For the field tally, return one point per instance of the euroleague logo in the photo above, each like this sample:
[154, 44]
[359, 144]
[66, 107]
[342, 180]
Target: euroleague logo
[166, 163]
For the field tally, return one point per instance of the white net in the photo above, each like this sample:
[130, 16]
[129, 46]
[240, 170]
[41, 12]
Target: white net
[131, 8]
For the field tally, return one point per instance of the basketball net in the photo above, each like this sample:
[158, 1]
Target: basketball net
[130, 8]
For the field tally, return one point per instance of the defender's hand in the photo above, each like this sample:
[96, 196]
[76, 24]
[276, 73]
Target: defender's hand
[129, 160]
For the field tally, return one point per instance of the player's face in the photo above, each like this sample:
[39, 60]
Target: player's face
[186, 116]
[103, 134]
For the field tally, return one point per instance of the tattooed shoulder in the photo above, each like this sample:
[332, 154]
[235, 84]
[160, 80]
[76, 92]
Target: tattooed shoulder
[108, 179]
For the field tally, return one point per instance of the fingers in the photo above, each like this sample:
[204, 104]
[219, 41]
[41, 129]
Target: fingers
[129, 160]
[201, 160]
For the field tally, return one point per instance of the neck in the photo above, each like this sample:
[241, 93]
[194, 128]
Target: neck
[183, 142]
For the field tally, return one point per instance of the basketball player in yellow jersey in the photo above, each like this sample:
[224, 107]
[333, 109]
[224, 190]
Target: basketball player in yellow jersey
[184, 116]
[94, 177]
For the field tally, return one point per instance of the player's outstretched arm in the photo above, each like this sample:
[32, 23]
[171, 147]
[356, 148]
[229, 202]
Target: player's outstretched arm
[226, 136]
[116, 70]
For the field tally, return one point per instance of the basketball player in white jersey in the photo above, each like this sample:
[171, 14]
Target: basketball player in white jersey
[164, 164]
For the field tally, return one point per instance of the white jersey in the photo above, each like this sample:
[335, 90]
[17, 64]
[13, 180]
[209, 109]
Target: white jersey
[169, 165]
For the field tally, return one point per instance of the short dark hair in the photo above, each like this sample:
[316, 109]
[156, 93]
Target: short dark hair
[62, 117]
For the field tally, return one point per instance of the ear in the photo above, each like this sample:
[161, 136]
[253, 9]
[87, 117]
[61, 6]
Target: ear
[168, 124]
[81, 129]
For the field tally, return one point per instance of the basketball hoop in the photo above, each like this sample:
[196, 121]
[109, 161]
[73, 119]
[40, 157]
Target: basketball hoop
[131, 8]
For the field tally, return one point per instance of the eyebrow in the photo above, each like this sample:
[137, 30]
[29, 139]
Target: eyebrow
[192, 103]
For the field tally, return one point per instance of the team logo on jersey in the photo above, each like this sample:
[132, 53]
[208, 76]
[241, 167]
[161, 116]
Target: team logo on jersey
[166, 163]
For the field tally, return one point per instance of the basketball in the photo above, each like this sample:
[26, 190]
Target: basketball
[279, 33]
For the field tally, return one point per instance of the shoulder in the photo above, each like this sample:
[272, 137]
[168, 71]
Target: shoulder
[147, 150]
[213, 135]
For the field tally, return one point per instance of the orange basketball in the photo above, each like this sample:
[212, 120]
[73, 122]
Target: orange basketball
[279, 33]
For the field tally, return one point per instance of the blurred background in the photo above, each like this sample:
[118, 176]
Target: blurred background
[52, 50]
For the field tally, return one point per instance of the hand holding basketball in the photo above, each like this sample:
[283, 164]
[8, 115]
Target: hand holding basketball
★ ★ ★ ★ ★
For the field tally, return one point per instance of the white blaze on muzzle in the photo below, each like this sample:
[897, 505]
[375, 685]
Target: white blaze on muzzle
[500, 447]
★ ★ ★ ★ ★
**Assignment**
Sift through the entries and copy every line with "holding".

**Expected answer**
For the field tally, return one point per instance of the hand holding basketball in the photo above, each like this sample:
Target: hand holding basketball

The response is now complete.